▶ **Location identification entries**:
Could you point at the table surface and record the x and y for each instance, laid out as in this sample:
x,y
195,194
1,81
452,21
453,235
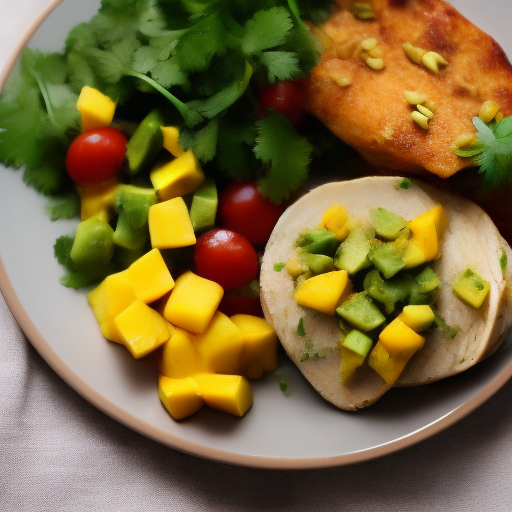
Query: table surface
x,y
59,453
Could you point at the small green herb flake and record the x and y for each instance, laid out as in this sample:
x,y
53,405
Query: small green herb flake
x,y
405,184
279,266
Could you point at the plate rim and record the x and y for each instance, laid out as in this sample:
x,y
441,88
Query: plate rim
x,y
108,407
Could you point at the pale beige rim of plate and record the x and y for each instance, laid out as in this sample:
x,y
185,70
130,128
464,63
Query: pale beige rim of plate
x,y
263,462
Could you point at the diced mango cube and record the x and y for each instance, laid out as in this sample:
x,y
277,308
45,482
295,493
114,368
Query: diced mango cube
x,y
398,338
150,276
221,346
112,296
336,219
178,177
179,357
96,109
179,396
324,292
98,198
141,329
227,393
260,344
193,302
170,225
417,317
172,140
387,366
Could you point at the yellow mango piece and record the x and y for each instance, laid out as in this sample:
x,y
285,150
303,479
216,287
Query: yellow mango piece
x,y
260,344
324,292
417,317
193,302
99,198
221,346
227,393
141,329
398,338
150,277
179,396
169,225
350,361
387,366
96,109
178,177
172,140
179,357
336,219
111,297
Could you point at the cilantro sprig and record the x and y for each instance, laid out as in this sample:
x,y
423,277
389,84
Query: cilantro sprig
x,y
200,63
492,151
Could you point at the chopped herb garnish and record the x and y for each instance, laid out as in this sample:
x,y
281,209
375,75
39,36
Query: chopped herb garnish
x,y
405,184
492,151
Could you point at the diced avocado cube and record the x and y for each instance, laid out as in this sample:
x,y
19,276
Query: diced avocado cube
x,y
135,203
387,224
318,241
428,280
358,342
352,254
93,245
317,263
388,291
471,288
387,258
145,143
361,312
203,209
128,236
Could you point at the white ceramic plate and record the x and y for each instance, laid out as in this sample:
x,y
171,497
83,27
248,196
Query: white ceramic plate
x,y
295,431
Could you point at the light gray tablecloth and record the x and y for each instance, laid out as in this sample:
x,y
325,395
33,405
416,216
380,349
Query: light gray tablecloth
x,y
60,454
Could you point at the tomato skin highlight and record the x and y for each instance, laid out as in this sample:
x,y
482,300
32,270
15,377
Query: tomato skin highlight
x,y
225,257
95,156
286,97
243,209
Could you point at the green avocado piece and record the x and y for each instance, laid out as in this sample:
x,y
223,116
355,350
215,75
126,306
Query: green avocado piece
x,y
135,203
471,288
358,342
317,263
352,254
145,143
361,312
318,241
387,257
203,209
387,224
93,244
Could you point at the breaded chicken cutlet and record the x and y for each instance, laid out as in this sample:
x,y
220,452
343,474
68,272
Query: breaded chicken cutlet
x,y
401,80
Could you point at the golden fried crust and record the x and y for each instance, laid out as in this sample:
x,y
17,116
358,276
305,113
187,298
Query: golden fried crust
x,y
372,115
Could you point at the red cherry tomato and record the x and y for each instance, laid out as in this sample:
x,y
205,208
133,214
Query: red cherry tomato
x,y
287,97
243,209
225,257
96,155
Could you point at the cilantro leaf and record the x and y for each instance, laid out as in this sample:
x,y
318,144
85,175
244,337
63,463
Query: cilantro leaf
x,y
286,154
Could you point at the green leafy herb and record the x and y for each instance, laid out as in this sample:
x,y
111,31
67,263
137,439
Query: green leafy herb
x,y
492,151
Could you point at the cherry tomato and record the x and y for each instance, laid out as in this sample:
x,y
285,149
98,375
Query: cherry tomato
x,y
96,155
225,257
287,97
242,208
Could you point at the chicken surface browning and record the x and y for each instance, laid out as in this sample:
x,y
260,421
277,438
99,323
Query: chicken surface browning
x,y
366,106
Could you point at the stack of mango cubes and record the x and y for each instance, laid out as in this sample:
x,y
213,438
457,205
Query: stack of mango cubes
x,y
206,356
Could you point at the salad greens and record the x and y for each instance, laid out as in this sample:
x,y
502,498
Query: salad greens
x,y
198,61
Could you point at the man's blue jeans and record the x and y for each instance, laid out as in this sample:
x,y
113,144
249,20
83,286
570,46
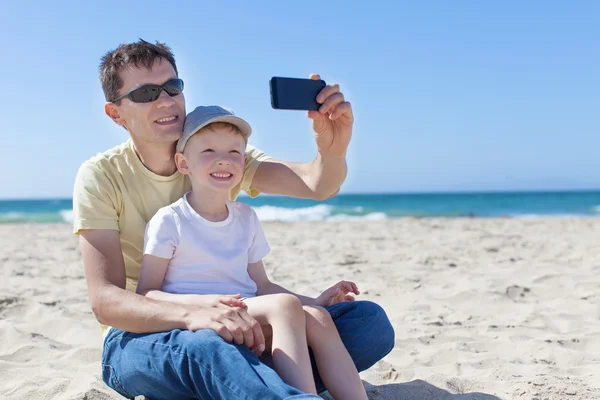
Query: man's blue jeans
x,y
181,364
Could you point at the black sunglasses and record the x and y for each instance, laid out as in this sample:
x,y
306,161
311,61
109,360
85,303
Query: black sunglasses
x,y
150,93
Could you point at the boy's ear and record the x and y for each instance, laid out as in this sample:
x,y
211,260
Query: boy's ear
x,y
112,111
181,163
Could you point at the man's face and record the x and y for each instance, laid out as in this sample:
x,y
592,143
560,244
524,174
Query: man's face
x,y
160,121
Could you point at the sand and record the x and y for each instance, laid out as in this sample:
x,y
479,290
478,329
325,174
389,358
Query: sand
x,y
482,308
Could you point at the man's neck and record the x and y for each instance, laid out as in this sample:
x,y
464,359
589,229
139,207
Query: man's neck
x,y
157,157
211,205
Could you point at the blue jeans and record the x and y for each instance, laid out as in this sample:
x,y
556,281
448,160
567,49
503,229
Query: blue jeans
x,y
182,364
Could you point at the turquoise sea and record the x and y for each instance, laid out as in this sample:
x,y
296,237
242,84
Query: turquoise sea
x,y
361,206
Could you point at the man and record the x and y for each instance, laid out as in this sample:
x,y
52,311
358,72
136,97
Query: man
x,y
163,349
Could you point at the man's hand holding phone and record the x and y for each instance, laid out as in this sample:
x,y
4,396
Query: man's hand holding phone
x,y
333,122
331,113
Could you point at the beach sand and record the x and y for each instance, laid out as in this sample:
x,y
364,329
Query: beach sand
x,y
482,308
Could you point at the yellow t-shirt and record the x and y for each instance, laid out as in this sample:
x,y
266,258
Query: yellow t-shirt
x,y
114,190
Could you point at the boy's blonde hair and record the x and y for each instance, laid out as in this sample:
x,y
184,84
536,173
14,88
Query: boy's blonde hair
x,y
216,125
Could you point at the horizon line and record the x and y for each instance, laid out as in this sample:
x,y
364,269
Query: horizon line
x,y
375,193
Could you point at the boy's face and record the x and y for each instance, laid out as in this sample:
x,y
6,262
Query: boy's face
x,y
214,159
160,121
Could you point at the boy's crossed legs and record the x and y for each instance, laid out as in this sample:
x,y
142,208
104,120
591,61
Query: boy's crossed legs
x,y
294,329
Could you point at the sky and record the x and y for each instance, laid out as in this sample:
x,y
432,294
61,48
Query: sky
x,y
447,96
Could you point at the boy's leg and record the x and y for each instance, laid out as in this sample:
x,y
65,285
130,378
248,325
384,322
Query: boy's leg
x,y
182,364
336,368
365,331
289,348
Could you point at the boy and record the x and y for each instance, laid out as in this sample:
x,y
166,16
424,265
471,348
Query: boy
x,y
205,245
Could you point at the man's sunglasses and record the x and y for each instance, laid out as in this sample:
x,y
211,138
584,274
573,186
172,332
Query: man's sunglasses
x,y
150,93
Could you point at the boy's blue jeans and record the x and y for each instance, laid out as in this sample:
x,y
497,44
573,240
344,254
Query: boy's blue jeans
x,y
181,364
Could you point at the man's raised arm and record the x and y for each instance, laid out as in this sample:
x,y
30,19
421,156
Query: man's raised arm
x,y
322,177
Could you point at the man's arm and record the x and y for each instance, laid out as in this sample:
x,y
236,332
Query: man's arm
x,y
319,179
323,177
115,306
111,303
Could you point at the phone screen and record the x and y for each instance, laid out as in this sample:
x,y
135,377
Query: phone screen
x,y
295,93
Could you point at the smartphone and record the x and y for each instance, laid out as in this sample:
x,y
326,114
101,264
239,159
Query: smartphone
x,y
295,93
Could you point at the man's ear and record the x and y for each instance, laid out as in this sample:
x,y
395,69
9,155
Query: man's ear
x,y
181,163
111,110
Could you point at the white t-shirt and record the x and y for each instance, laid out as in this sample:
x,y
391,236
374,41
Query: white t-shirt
x,y
206,257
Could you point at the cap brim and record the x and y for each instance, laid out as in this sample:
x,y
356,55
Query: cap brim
x,y
242,125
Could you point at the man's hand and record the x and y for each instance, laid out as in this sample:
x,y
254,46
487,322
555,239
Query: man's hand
x,y
338,293
233,324
333,122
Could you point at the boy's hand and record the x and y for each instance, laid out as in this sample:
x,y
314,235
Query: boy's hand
x,y
338,293
232,301
217,300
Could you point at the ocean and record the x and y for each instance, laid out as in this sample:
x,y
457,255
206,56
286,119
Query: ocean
x,y
361,206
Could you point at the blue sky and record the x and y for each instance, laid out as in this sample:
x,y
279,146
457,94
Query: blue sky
x,y
448,96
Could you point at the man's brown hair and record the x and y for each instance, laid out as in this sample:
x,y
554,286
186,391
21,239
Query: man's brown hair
x,y
140,54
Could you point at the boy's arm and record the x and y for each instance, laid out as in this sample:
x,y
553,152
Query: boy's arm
x,y
115,306
151,280
265,286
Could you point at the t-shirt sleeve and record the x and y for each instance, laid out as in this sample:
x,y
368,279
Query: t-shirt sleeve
x,y
259,247
255,158
95,200
161,237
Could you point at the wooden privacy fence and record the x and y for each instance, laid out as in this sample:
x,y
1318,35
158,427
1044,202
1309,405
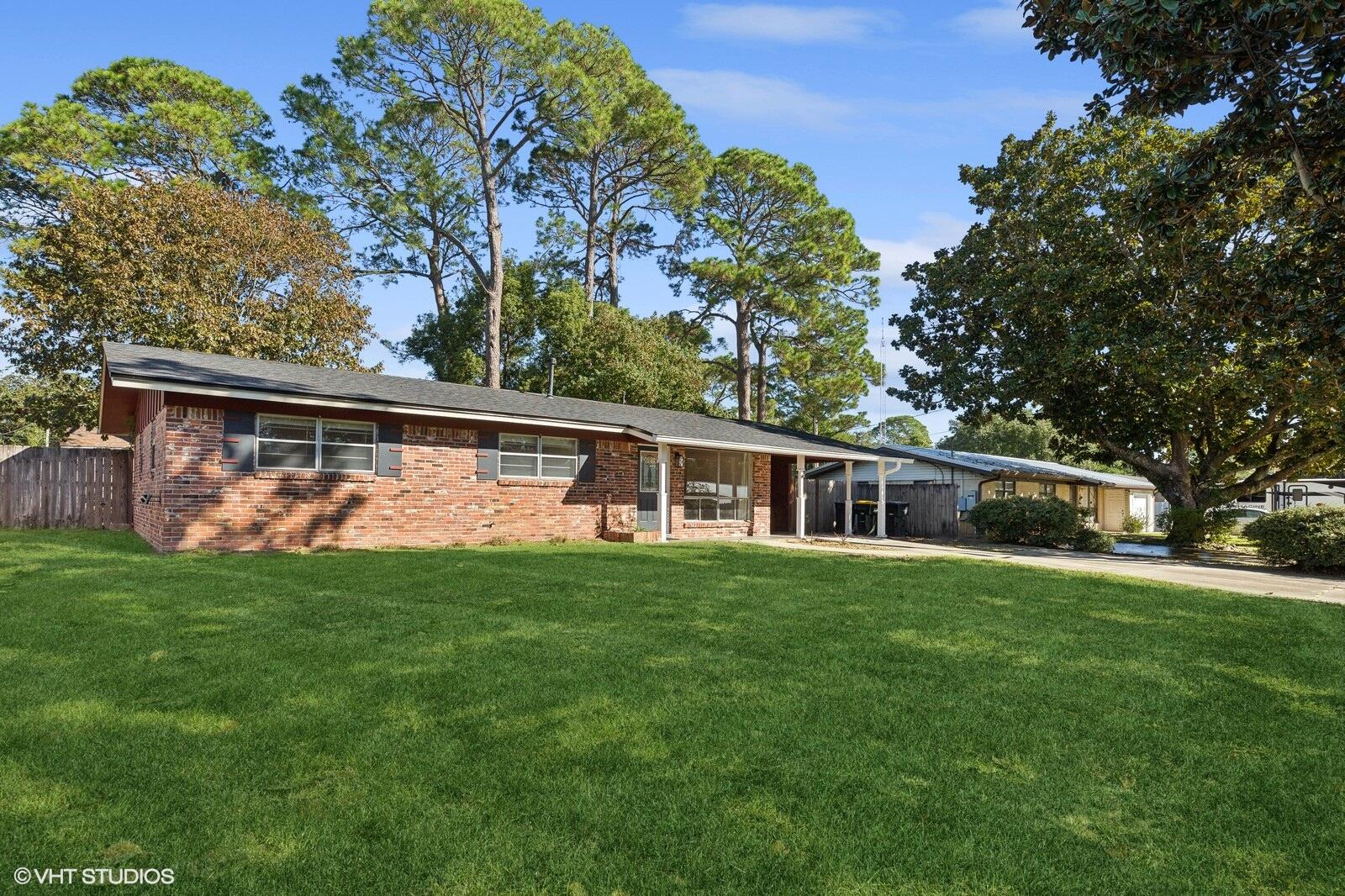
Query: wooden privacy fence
x,y
931,510
58,488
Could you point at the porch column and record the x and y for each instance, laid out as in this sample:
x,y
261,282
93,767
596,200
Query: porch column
x,y
798,490
663,492
849,498
883,499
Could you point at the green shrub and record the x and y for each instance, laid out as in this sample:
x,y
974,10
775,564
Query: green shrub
x,y
1094,540
1026,521
1304,537
1190,526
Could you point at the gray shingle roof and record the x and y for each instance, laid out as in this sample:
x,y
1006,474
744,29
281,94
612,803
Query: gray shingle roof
x,y
1009,466
187,369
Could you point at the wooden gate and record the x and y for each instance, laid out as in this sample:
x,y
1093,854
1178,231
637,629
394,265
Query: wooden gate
x,y
60,488
931,510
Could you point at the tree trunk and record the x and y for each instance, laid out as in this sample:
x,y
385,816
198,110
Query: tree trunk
x,y
614,259
495,288
744,373
591,240
760,382
436,282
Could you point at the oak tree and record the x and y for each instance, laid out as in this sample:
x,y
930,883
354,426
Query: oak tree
x,y
134,121
182,266
1062,304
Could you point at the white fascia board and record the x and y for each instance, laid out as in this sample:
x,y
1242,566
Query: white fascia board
x,y
762,450
410,410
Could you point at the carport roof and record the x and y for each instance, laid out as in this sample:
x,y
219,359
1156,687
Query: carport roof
x,y
1009,467
193,372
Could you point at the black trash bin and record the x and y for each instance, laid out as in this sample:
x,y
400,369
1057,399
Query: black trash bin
x,y
865,519
898,512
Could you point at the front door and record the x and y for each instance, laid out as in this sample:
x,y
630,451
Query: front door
x,y
647,501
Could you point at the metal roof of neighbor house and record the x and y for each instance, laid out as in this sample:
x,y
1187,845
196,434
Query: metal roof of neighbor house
x,y
997,465
175,370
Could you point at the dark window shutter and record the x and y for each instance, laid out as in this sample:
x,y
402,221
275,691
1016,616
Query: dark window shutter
x,y
488,455
389,450
237,452
588,461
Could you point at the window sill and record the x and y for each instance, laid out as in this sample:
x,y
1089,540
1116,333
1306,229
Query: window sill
x,y
315,475
528,482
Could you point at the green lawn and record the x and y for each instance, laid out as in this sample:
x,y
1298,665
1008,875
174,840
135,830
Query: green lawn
x,y
589,717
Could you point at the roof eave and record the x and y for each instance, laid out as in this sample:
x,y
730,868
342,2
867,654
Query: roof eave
x,y
410,410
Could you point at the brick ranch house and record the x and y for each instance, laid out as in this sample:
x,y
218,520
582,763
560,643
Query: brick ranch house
x,y
233,454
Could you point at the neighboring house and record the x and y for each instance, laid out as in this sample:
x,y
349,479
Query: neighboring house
x,y
240,455
1300,493
968,478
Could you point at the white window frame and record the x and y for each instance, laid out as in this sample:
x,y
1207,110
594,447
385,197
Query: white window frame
x,y
318,443
719,483
537,456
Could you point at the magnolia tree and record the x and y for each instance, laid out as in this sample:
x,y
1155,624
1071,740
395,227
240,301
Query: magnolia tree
x,y
1062,303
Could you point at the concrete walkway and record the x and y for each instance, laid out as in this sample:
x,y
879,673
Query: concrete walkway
x,y
1248,580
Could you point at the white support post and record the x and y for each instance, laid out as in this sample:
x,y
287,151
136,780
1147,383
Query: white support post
x,y
849,498
798,490
883,499
663,492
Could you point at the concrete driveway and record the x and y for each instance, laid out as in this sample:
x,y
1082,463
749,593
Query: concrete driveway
x,y
1248,580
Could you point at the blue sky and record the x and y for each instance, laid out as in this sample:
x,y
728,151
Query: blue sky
x,y
883,100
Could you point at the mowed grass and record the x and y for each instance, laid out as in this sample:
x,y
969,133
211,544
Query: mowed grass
x,y
699,717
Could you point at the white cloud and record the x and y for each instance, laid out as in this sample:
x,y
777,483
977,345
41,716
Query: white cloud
x,y
746,98
999,105
999,24
782,24
938,230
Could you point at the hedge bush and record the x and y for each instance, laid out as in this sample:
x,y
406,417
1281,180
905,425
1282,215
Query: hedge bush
x,y
1046,522
1190,526
1094,540
1304,537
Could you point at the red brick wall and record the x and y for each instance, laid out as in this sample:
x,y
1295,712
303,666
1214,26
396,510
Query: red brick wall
x,y
147,472
436,501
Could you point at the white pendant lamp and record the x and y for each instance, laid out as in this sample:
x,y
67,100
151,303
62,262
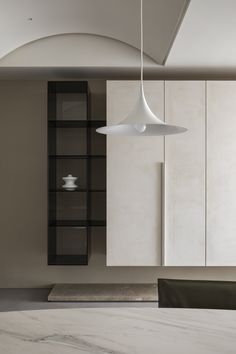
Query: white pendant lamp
x,y
141,121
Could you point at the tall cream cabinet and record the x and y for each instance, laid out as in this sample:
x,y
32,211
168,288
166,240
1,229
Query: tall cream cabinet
x,y
172,201
134,178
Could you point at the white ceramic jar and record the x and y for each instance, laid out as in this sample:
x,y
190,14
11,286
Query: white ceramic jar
x,y
69,183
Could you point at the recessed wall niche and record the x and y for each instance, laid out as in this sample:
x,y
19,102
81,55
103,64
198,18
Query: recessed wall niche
x,y
75,150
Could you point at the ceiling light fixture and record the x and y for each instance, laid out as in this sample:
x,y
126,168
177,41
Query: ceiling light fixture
x,y
141,121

▶ **Task details**:
Output the line holding "Could you point at the white ceramic jar", then every later line through the end of the records above, exactly as given and nothing else.

▶ **Task result**:
Could you point at the white ceramic jar and record the x and y for each instance, laid out as in this sample:
x,y
190,14
11,286
Query: white ceramic jar
x,y
69,183
Could you point at the recessed wall niche and record the x and y for each instance, laid out as in this sample:
x,y
19,102
81,55
103,64
198,18
Query: recessed wall niche
x,y
75,150
Could you point at the ceiling light fixture and record the x and y for each instance, laid out as in this sample:
x,y
126,168
177,41
Query: ceiling light fixture
x,y
141,121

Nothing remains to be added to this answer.